→ **WHAT IS NEEDED**: Every word of the listing must be returned. Retype it exactly.

→ **RECORDS FOR THIS TASK**:
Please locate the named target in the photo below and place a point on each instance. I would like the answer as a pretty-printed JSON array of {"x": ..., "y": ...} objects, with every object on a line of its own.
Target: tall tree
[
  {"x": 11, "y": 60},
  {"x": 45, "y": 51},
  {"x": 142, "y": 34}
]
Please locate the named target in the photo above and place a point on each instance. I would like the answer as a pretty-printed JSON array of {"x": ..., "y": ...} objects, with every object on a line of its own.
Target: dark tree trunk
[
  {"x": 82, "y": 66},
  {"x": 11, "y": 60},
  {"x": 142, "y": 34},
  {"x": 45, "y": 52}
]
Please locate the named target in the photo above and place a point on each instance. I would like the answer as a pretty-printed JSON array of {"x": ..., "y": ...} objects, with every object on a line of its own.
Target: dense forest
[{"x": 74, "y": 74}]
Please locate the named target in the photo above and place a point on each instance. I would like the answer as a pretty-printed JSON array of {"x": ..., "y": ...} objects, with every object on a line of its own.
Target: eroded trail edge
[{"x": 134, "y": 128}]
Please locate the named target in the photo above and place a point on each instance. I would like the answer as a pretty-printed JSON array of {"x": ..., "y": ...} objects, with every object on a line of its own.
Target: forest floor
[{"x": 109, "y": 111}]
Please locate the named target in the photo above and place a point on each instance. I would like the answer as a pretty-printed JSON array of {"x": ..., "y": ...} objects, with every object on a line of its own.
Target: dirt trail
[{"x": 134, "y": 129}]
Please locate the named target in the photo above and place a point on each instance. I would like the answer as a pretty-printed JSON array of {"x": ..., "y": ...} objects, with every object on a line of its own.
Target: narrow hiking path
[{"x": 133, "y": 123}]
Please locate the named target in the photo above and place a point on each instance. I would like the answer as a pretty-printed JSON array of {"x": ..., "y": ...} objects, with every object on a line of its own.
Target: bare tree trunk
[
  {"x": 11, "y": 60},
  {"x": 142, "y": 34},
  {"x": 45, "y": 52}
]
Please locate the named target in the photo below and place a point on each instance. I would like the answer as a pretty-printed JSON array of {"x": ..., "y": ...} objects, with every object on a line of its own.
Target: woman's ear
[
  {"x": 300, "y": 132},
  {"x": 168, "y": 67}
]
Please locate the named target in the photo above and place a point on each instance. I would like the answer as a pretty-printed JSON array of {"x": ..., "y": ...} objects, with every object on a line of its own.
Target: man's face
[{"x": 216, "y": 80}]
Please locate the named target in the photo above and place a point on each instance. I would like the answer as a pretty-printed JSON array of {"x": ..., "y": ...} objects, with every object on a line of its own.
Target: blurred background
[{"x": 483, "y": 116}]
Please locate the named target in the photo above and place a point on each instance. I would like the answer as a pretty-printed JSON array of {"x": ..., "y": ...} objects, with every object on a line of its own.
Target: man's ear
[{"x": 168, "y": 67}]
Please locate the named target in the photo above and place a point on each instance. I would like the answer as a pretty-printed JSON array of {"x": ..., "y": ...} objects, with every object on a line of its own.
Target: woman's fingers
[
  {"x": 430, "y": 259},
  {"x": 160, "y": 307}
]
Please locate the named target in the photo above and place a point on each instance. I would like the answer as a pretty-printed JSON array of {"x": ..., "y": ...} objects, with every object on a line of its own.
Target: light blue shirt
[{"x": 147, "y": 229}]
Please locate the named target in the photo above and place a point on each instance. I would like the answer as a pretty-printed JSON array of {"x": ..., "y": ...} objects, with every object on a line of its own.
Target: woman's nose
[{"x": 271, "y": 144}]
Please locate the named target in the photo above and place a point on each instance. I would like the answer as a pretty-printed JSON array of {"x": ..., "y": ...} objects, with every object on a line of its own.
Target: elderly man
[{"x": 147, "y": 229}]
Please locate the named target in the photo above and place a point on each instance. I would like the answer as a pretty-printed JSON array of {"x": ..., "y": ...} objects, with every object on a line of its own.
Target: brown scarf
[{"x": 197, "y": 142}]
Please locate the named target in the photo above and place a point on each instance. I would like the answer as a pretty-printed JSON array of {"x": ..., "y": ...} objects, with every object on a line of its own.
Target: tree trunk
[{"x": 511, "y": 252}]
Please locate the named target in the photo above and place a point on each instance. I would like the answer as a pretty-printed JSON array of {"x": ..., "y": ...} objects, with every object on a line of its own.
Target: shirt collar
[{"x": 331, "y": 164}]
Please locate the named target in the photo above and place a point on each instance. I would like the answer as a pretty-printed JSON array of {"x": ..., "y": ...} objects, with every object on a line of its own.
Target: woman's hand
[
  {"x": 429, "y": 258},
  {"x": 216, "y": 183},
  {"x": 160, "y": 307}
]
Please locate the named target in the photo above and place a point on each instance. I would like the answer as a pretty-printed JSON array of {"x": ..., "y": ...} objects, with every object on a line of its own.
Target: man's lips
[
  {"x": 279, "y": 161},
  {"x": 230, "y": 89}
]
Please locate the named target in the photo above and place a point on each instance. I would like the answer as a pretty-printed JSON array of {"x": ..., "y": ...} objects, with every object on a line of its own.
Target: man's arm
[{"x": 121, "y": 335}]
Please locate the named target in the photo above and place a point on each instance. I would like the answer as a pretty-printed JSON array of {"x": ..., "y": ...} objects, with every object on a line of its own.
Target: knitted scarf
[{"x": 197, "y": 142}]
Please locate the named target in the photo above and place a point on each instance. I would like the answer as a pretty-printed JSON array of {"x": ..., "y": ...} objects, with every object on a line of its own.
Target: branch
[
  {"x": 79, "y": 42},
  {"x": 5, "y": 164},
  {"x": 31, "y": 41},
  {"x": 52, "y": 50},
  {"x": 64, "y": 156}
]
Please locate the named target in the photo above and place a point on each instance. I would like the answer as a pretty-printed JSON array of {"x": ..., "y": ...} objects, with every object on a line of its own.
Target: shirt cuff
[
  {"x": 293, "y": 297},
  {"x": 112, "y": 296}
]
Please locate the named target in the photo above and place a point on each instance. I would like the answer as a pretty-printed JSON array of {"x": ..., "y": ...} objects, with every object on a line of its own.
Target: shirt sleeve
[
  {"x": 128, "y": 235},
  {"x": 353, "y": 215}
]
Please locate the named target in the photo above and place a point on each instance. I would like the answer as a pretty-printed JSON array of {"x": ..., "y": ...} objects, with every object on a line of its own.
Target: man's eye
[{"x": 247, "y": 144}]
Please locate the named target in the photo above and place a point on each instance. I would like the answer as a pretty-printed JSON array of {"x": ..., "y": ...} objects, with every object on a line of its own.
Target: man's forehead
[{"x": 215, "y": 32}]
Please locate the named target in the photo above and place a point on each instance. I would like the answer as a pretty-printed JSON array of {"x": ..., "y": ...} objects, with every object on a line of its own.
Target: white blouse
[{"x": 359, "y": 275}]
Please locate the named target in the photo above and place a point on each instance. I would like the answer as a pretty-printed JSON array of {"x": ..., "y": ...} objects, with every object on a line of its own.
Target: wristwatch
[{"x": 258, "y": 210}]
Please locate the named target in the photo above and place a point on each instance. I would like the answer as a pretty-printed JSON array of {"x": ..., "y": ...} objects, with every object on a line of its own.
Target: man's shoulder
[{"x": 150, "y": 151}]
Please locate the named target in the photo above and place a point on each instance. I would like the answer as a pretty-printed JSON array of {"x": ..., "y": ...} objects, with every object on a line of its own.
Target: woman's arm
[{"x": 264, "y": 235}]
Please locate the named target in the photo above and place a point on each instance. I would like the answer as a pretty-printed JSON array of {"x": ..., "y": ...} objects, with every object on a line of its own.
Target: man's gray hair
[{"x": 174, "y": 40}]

→ **ANSWER TO THIS EXERCISE**:
Please locate the named target in the photo below and place a point on each instance. I would like the answer as a pretty-printed JSON array of {"x": ..., "y": ...} objects, with every object on a line of its own.
Target: tall tree
[
  {"x": 11, "y": 60},
  {"x": 45, "y": 51},
  {"x": 142, "y": 34}
]
Please locate the named target in the photo above and place a point on each instance. I would like the answer as a pretty-printed JSON array of {"x": ..., "y": ...} objects, with every object on a line of its own.
Target: dark tree trunk
[
  {"x": 82, "y": 66},
  {"x": 11, "y": 60},
  {"x": 142, "y": 34},
  {"x": 45, "y": 52}
]
Please locate the named target in the photo above and place a point on each instance. I would like the answer as a pretty-printed JSON array of {"x": ..., "y": ...} objects, with every object on a line of its own.
Target: dense forest
[{"x": 74, "y": 74}]
Please locate the named target in the photo above and place a point on each instance. I would like the answer as a pretty-printed JSON array of {"x": ..., "y": ...} objects, with every object on a line of its own.
Target: eroded trail edge
[{"x": 134, "y": 128}]
Please locate the named target in the photo above and place a point on each instance. I would like the answer as a pretty-printed JSON array of {"x": ..., "y": ...} objects, with every object on a line of its own.
Target: forest floor
[{"x": 109, "y": 111}]
Please locate the named target in the photo above and place a point on each instance. I would like the answer as a pretty-printed JSON array of {"x": ..., "y": ...} objects, with every object on a line of its own.
Target: dirt trail
[{"x": 134, "y": 129}]
Please locate the named target in the photo above and place a point on each instance. I would like the answer as a pretty-printed JSON array of {"x": ..., "y": ...} objects, with every object on a line of its own.
Target: narrow hiking path
[{"x": 133, "y": 123}]
Please locate the named target in the photo above and place a point on each instance. I would like the answer as a pretty-printed JSON array of {"x": ..., "y": ...} objects, with every object on a line of its own.
Target: bare tree trunk
[
  {"x": 11, "y": 60},
  {"x": 142, "y": 34},
  {"x": 45, "y": 52}
]
Please locate the named target in the photo below and place a point on each instance. I would like the answer as a pretty-printed JSON array of {"x": ..., "y": ...} objects, with every object on a line of its own.
Target: woman's ear
[
  {"x": 300, "y": 132},
  {"x": 168, "y": 67}
]
Please locate the named target in the photo above and place a point on each instance. I would like the answer as a pretty-printed JSON array of {"x": ..., "y": ...} objects, with every object on a line of its own.
Target: man's face
[{"x": 216, "y": 80}]
Please locate the named target in the photo above and place a point on each instance. I would like the answer as a pretty-printed JSON array of {"x": ..., "y": ...} objects, with every object on a line of its own.
Target: blurred background
[{"x": 483, "y": 116}]
Please locate the named target in the photo above and place a point on each instance. I would like the answer as a pretty-printed JSON array of {"x": ..., "y": ...} objects, with every object on a line of its own.
Target: man's ear
[{"x": 168, "y": 67}]
Please locate the named target in the photo above and place a point on each instance. I would like the answer as a pretty-printed JSON array of {"x": ..., "y": ...} objects, with every object on a line of its own.
Target: woman's fingers
[
  {"x": 430, "y": 259},
  {"x": 160, "y": 307}
]
Please locate the named target in the photo above and place a point on each instance. I would like the answer as a pretty-printed JSON array of {"x": ..., "y": ...} objects, with every object on a line of its own.
Target: light blue shirt
[{"x": 147, "y": 229}]
Please locate the named target in the photo above and place a point on each instance. I would like the answer as a pretty-printed JSON array of {"x": ..., "y": ...} objects, with every object on a line of its own.
Target: woman's nose
[{"x": 271, "y": 144}]
Please locate the named target in the photo above and place a point on each instance. I would like the answer as a pretty-printed JSON array of {"x": ..., "y": ...} objects, with every object on a line of its own.
Target: elderly man
[{"x": 147, "y": 229}]
Please locate the named target in the photo above and place a point on each instance. I would like the answer as a pretty-printed JSON array of {"x": ..., "y": ...} objects, with every object on a line of its own.
Target: brown scarf
[{"x": 197, "y": 142}]
Please locate the named target in the photo above and place a point on each instance. I would like the answer as a pretty-printed JSON array of {"x": ..., "y": ...} objects, with every object on a line of its own.
Target: tree trunk
[{"x": 511, "y": 252}]
Please locate the named target in the photo above and place a point on each instance. I would like the answer as a pretty-printed JSON array of {"x": ..., "y": ...} objects, with every object on a line of its own.
Target: shirt collar
[{"x": 331, "y": 164}]
Please locate the named target in the photo above and place a point on each instance. I would like the answer as a pretty-printed JSON array of {"x": ..., "y": ...} objects, with every object on a line of its own.
Target: woman's hand
[
  {"x": 429, "y": 258},
  {"x": 216, "y": 183},
  {"x": 160, "y": 307}
]
Please locate the named target in the photo above and place a point on each instance. I would like the answer as a pretty-printed JSON array of {"x": ..., "y": ...} objects, with every object on a line of its own.
Target: man's lips
[
  {"x": 279, "y": 161},
  {"x": 230, "y": 89}
]
Please locate the named target in the photo above and place a point on each instance. I would like the answer as a pretty-printed JSON array of {"x": ..., "y": ...} objects, with every object on a line of its own.
Target: man's arm
[{"x": 121, "y": 335}]
Please locate the named target in the photo above and place a point on each instance. I would like the answer as a pretty-printed JSON array of {"x": ..., "y": ...} objects, with every object on a line of its own.
Target: knitted scarf
[{"x": 197, "y": 142}]
Please locate the named target in the photo above and place a point on each instance. I would like the answer as a pretty-printed JSON array of {"x": ..., "y": ...} objects, with every object on a line of its own.
Target: branch
[
  {"x": 79, "y": 42},
  {"x": 5, "y": 164},
  {"x": 31, "y": 41},
  {"x": 52, "y": 50},
  {"x": 64, "y": 156}
]
Please locate the named target in the photo above and place a point on each instance. I would like the answer as a pretty-printed JSON array of {"x": ..., "y": ...} objects, with every object on a line of its own.
Target: shirt cuff
[
  {"x": 293, "y": 297},
  {"x": 112, "y": 296}
]
Please locate the named target in the photo above and place a point on each instance. I would like the answer as a pretty-printed JSON array of {"x": ..., "y": ...} objects, with every object on a line of its own.
Target: shirt sleeve
[
  {"x": 128, "y": 235},
  {"x": 353, "y": 215}
]
Please locate the named target in the photo above and place a point on each instance. I would like the answer as a pretty-printed JSON array of {"x": ..., "y": ...} objects, with every object on a line of its own.
Target: man's eye
[{"x": 247, "y": 144}]
Please locate the named target in the photo above and place a point on each instance. I would like the answer as a pretty-printed JSON array of {"x": ..., "y": ...} objects, with every object on a line of its own.
Target: man's forehead
[{"x": 215, "y": 32}]
Please locate the named target in the photo above and place a point on each instance. I would like the answer as a pretty-printed JSON array of {"x": ..., "y": ...} objects, with every object on a line of its own.
Target: white blouse
[{"x": 359, "y": 275}]
Please locate the named target in the photo above and place a point on each instance. I would like the answer as a pretty-printed JSON array of {"x": ..., "y": ...} objects, with every object on a line of its own.
Target: wristwatch
[{"x": 258, "y": 210}]
Please locate the named target in the photo above and place a point on each instance. I would like the answer as a pretty-printed JSON array of {"x": ..., "y": ...} objects, with every object on a line of its own.
Target: man's shoulder
[{"x": 150, "y": 151}]
Please locate the named target in the photo above and place a point on each instance. I would like the answer as a pretty-printed JSON array of {"x": ..., "y": ...} objects, with every object on a line of its own.
Target: woman's arm
[{"x": 264, "y": 235}]
Please locate the named target in the photo above and place a point on each instance. I would like the answer as a pretty-printed JSON array of {"x": ..., "y": ...} objects, with every object on a line of its own.
Target: man's gray hair
[{"x": 174, "y": 40}]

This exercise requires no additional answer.